▶ _THE EXERCISE_:
Give the lines of the records below as a Markdown table with the columns n and Line, starting at the line that contains "Where can the white sneaker" and ending at the end of the records, leaving out blank lines and pictures.

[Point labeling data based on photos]
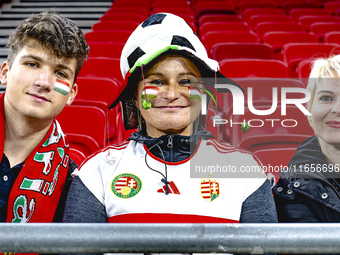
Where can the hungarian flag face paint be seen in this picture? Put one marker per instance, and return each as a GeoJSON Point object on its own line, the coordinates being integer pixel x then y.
{"type": "Point", "coordinates": [62, 87]}
{"type": "Point", "coordinates": [195, 93]}
{"type": "Point", "coordinates": [149, 92]}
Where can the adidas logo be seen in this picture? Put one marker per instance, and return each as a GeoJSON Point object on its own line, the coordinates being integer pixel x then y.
{"type": "Point", "coordinates": [172, 189]}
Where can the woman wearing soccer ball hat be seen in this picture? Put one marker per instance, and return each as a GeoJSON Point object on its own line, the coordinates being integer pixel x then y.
{"type": "Point", "coordinates": [160, 175]}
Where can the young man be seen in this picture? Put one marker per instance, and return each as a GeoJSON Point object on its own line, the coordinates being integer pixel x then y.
{"type": "Point", "coordinates": [46, 54]}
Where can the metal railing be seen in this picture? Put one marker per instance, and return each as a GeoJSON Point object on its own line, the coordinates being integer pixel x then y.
{"type": "Point", "coordinates": [170, 238]}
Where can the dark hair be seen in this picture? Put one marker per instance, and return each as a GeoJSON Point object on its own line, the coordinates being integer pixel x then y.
{"type": "Point", "coordinates": [52, 31]}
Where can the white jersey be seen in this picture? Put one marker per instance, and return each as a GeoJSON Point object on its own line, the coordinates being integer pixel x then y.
{"type": "Point", "coordinates": [132, 193]}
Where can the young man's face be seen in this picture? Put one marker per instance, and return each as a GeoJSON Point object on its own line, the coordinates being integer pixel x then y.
{"type": "Point", "coordinates": [31, 82]}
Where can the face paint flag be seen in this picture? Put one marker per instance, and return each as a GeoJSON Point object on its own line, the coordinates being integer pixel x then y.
{"type": "Point", "coordinates": [195, 93]}
{"type": "Point", "coordinates": [62, 87]}
{"type": "Point", "coordinates": [149, 92]}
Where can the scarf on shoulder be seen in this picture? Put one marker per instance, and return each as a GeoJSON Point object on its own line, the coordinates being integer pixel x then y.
{"type": "Point", "coordinates": [36, 191]}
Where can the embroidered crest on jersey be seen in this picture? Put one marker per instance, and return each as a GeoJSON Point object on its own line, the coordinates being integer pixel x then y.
{"type": "Point", "coordinates": [172, 189]}
{"type": "Point", "coordinates": [210, 189]}
{"type": "Point", "coordinates": [126, 185]}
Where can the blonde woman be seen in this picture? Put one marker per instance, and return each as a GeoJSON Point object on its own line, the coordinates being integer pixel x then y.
{"type": "Point", "coordinates": [309, 192]}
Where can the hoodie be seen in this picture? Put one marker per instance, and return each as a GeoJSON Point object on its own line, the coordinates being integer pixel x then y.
{"type": "Point", "coordinates": [309, 190]}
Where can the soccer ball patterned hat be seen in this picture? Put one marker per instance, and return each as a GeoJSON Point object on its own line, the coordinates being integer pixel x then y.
{"type": "Point", "coordinates": [160, 33]}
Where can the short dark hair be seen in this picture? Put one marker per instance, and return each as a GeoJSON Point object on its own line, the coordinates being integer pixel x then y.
{"type": "Point", "coordinates": [52, 31]}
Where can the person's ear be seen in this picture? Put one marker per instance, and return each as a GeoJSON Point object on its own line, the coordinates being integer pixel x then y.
{"type": "Point", "coordinates": [309, 117]}
{"type": "Point", "coordinates": [4, 73]}
{"type": "Point", "coordinates": [72, 94]}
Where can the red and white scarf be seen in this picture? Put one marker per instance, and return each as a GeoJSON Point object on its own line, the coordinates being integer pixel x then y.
{"type": "Point", "coordinates": [36, 191]}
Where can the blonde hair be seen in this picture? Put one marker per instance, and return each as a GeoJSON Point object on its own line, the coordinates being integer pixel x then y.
{"type": "Point", "coordinates": [322, 68]}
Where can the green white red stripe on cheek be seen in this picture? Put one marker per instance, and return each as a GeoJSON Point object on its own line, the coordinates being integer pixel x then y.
{"type": "Point", "coordinates": [62, 87]}
{"type": "Point", "coordinates": [195, 93]}
{"type": "Point", "coordinates": [149, 92]}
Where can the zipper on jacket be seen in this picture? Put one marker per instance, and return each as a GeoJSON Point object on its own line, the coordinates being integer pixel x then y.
{"type": "Point", "coordinates": [170, 145]}
{"type": "Point", "coordinates": [303, 174]}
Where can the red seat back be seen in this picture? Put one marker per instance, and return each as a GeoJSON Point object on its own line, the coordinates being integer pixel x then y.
{"type": "Point", "coordinates": [214, 37]}
{"type": "Point", "coordinates": [115, 25]}
{"type": "Point", "coordinates": [297, 13]}
{"type": "Point", "coordinates": [85, 120]}
{"type": "Point", "coordinates": [293, 53]}
{"type": "Point", "coordinates": [102, 67]}
{"type": "Point", "coordinates": [285, 26]}
{"type": "Point", "coordinates": [242, 68]}
{"type": "Point", "coordinates": [108, 36]}
{"type": "Point", "coordinates": [106, 49]}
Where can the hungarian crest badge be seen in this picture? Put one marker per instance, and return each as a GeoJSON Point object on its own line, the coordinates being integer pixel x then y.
{"type": "Point", "coordinates": [126, 185]}
{"type": "Point", "coordinates": [210, 189]}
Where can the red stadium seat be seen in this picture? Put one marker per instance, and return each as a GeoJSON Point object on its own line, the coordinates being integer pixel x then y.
{"type": "Point", "coordinates": [222, 26]}
{"type": "Point", "coordinates": [97, 89]}
{"type": "Point", "coordinates": [262, 91]}
{"type": "Point", "coordinates": [128, 3]}
{"type": "Point", "coordinates": [255, 19]}
{"type": "Point", "coordinates": [174, 10]}
{"type": "Point", "coordinates": [307, 20]}
{"type": "Point", "coordinates": [331, 7]}
{"type": "Point", "coordinates": [237, 3]}
{"type": "Point", "coordinates": [294, 123]}
{"type": "Point", "coordinates": [177, 3]}
{"type": "Point", "coordinates": [222, 51]}
{"type": "Point", "coordinates": [241, 68]}
{"type": "Point", "coordinates": [80, 119]}
{"type": "Point", "coordinates": [217, 17]}
{"type": "Point", "coordinates": [81, 146]}
{"type": "Point", "coordinates": [288, 6]}
{"type": "Point", "coordinates": [278, 39]}
{"type": "Point", "coordinates": [129, 11]}
{"type": "Point", "coordinates": [264, 27]}
{"type": "Point", "coordinates": [102, 67]}
{"type": "Point", "coordinates": [213, 37]}
{"type": "Point", "coordinates": [123, 17]}
{"type": "Point", "coordinates": [319, 29]}
{"type": "Point", "coordinates": [279, 3]}
{"type": "Point", "coordinates": [105, 49]}
{"type": "Point", "coordinates": [332, 37]}
{"type": "Point", "coordinates": [108, 36]}
{"type": "Point", "coordinates": [303, 69]}
{"type": "Point", "coordinates": [247, 5]}
{"type": "Point", "coordinates": [293, 53]}
{"type": "Point", "coordinates": [99, 92]}
{"type": "Point", "coordinates": [115, 25]}
{"type": "Point", "coordinates": [273, 141]}
{"type": "Point", "coordinates": [297, 13]}
{"type": "Point", "coordinates": [321, 3]}
{"type": "Point", "coordinates": [211, 7]}
{"type": "Point", "coordinates": [247, 14]}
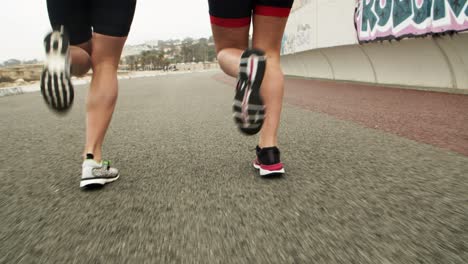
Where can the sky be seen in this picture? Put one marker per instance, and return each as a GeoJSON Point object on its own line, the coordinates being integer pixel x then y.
{"type": "Point", "coordinates": [24, 23]}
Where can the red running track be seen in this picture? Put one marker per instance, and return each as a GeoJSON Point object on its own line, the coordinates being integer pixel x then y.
{"type": "Point", "coordinates": [435, 118]}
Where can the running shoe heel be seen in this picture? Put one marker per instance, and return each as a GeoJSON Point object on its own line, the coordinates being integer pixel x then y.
{"type": "Point", "coordinates": [248, 108]}
{"type": "Point", "coordinates": [56, 87]}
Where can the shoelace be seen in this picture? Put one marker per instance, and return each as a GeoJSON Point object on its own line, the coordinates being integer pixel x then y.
{"type": "Point", "coordinates": [106, 164]}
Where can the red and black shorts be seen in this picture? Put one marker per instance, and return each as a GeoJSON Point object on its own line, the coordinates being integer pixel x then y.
{"type": "Point", "coordinates": [83, 17]}
{"type": "Point", "coordinates": [237, 13]}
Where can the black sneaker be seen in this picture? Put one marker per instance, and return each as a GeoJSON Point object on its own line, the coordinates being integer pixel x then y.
{"type": "Point", "coordinates": [56, 87]}
{"type": "Point", "coordinates": [268, 162]}
{"type": "Point", "coordinates": [249, 111]}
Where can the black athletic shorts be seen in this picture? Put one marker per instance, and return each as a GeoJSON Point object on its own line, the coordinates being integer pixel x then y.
{"type": "Point", "coordinates": [83, 17]}
{"type": "Point", "coordinates": [237, 13]}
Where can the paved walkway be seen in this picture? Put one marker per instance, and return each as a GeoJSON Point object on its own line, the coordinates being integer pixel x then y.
{"type": "Point", "coordinates": [373, 176]}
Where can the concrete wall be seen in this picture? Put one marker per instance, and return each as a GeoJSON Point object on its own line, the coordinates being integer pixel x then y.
{"type": "Point", "coordinates": [427, 62]}
{"type": "Point", "coordinates": [320, 41]}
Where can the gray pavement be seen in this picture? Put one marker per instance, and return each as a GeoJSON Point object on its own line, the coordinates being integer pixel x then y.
{"type": "Point", "coordinates": [187, 192]}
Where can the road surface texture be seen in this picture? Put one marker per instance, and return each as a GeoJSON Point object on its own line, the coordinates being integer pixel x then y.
{"type": "Point", "coordinates": [374, 175]}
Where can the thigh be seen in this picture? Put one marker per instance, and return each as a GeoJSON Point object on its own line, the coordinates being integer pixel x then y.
{"type": "Point", "coordinates": [74, 15]}
{"type": "Point", "coordinates": [113, 17]}
{"type": "Point", "coordinates": [270, 18]}
{"type": "Point", "coordinates": [230, 23]}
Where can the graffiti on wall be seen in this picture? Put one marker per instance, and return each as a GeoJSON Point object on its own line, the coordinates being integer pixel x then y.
{"type": "Point", "coordinates": [396, 19]}
{"type": "Point", "coordinates": [298, 33]}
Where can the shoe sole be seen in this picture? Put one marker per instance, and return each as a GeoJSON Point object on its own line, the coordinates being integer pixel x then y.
{"type": "Point", "coordinates": [97, 181]}
{"type": "Point", "coordinates": [248, 107]}
{"type": "Point", "coordinates": [266, 173]}
{"type": "Point", "coordinates": [56, 87]}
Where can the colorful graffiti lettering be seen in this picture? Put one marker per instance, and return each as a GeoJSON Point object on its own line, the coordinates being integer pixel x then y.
{"type": "Point", "coordinates": [396, 19]}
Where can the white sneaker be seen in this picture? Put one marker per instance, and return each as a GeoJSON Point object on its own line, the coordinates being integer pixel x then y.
{"type": "Point", "coordinates": [95, 173]}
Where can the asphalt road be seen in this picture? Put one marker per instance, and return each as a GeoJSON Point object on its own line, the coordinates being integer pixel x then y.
{"type": "Point", "coordinates": [188, 194]}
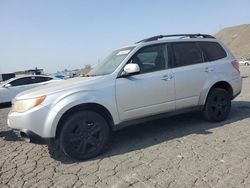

▶ _SOLUTION FOR THIS EXERCISE_:
| n | Line |
|---|---|
| 1 | Where can the white sneaker be seen in this picture? Put one marker per instance, and return each as a GeoJSON Point object on its own line, the coordinates being integer pixel x then y. |
| 2 | {"type": "Point", "coordinates": [95, 173]} |
| 3 | Where can the asphalt road be seen in this picture? Put one marker per instance, and return each as a GeoJSON Point object on its own line, the coordinates being integer pixel x then y. |
| 4 | {"type": "Point", "coordinates": [188, 194]} |